# Anybody Tried These??



## snsgraham (May 18, 2004)

I need some wider mirrors for my TV. These look good.

What do you think??

Scott

Cipa Mirrors


----------



## hatcityhosehauler (Feb 13, 2004)

These are around the same price, and are more like the Ford OEM extension mirror.

visionview mirrors.com

I was looking at the CIPA's, the vision view's, and the Powervision's, and eventually chose the powervisions, as neither CIPA, or RPM could say for sure that their product would fit an Avalanche. Besides, the Powervisions are almost like going OEM, as they are now available on all full size GM trucks as a factory option.

Good luck with either.

Tim


----------



## aplvlykat (Jan 25, 2004)

Yes Scott I have tried them, they are nice mirrors. The only thing I had against them is they are big(10"x10") and took away from the stock look of my Tahoe other then that they worked fine. Kirk


----------



## outinfo952 (Feb 8, 2004)

Those mirrors look nice. I cannot find any mirrors like that for my 02 explorer, the ones I use are the CIPA strap on type, or should I say one I use, I keep loosing the stupid pads on the feet of the mirrors so I am now down to one.

Geoff


----------



## summergames84 (Mar 6, 2004)

outinfo: The little pads kept coming off ours too. We cut up an old, black mouse pad and made some replacements.


----------



## outinfo952 (Feb 8, 2004)

Hey!!

Thanks for the tip, as I always loose the things while out I will be sure to take a mousepad and some scissors as gear to pack.

Geoff


----------



## DANJOGAVINMO (Apr 17, 2004)

Had the universal cipa ones, ended up taking them back to camping world and exchanging for "custom fit" cipas for my supercrew. they are OK but shake quite a bit. I would like to upgrade to powervision type mirrors but for some reason no one seems to make for supercrew (they all have a disclaimer saying "doesn't fit supercrew"). ARRGH! Anyone know of powervision type mirrors for supercrew?

Thx
danny


----------



## jallen58 (Oct 27, 2003)

Try thesePower Vission They are a little expensive but well worth it (JMHO)

Jim


----------
════
**Set task 1:**
Can you restate the paragraph in the forum thread that begins "I was looking at the CIPA's" more briefly, keeping its main facts?
The listing that comes next has no connection to the forum thread above.

Coordinate annotation entries
════
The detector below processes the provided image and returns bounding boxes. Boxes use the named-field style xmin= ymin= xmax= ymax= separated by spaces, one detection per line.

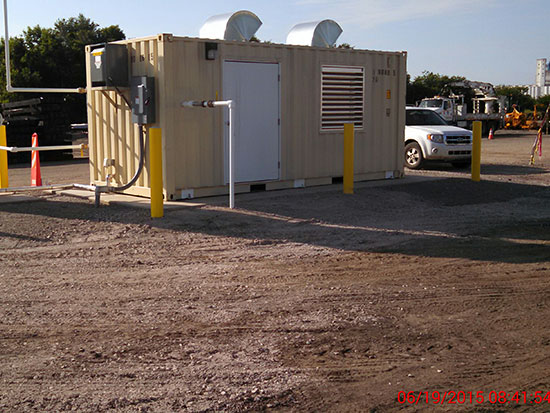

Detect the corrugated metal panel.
xmin=88 ymin=35 xmax=406 ymax=198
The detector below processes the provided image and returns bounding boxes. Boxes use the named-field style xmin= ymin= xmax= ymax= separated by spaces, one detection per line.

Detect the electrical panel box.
xmin=130 ymin=76 xmax=156 ymax=125
xmin=90 ymin=43 xmax=128 ymax=87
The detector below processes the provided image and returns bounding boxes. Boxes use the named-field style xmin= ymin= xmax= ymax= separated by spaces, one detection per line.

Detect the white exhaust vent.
xmin=199 ymin=10 xmax=262 ymax=42
xmin=286 ymin=20 xmax=342 ymax=47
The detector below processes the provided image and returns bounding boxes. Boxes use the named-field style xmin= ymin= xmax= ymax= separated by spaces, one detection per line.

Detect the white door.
xmin=223 ymin=61 xmax=279 ymax=183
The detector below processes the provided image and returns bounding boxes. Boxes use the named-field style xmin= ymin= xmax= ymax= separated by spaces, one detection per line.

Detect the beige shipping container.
xmin=87 ymin=34 xmax=406 ymax=200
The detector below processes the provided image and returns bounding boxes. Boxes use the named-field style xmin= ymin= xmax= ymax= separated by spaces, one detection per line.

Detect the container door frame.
xmin=221 ymin=58 xmax=282 ymax=184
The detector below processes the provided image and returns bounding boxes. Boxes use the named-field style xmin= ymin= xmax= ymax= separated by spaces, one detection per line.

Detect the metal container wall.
xmin=88 ymin=34 xmax=406 ymax=199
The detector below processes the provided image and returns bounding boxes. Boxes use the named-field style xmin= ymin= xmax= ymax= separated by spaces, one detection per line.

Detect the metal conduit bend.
xmin=95 ymin=125 xmax=145 ymax=207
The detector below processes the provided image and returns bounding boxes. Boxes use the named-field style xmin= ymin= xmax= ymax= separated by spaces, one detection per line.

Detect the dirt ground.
xmin=0 ymin=133 xmax=550 ymax=412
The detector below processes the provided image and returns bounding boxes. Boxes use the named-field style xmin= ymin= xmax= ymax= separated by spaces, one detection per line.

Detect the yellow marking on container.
xmin=472 ymin=120 xmax=481 ymax=182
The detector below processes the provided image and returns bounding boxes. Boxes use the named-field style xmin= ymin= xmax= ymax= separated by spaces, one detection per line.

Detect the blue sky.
xmin=2 ymin=0 xmax=550 ymax=85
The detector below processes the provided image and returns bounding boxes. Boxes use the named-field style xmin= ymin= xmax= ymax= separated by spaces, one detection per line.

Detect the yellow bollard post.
xmin=472 ymin=120 xmax=481 ymax=182
xmin=344 ymin=123 xmax=354 ymax=194
xmin=149 ymin=128 xmax=164 ymax=218
xmin=0 ymin=125 xmax=8 ymax=188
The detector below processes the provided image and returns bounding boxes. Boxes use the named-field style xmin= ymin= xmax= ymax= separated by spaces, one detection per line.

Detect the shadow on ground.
xmin=0 ymin=178 xmax=550 ymax=263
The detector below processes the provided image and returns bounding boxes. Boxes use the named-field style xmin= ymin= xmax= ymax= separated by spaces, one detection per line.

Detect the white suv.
xmin=405 ymin=107 xmax=472 ymax=169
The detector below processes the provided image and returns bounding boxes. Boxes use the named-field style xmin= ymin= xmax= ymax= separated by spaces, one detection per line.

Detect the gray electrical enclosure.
xmin=90 ymin=43 xmax=128 ymax=87
xmin=130 ymin=76 xmax=156 ymax=125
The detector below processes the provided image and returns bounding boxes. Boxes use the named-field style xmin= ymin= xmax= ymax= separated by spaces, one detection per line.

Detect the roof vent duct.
xmin=199 ymin=10 xmax=262 ymax=42
xmin=286 ymin=20 xmax=342 ymax=47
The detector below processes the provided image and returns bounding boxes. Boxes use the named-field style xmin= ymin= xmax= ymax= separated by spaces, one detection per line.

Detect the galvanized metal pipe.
xmin=4 ymin=0 xmax=86 ymax=93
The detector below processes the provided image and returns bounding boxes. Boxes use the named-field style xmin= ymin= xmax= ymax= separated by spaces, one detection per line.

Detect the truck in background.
xmin=419 ymin=80 xmax=506 ymax=134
════
**Set task 2:**
How many lines of the listing contain the word "white", counting case? Give only the tally.

**Reply 1:**
After comparing CIPA, Vision View, and Powervision mirrors, the writer chose Powervision. Neither CIPA nor RPM could confirm a fit on an Avalanche, and Powervisions are almost like going OEM because they are now a factory option on all full-size GM trucks.

**Reply 2:**
3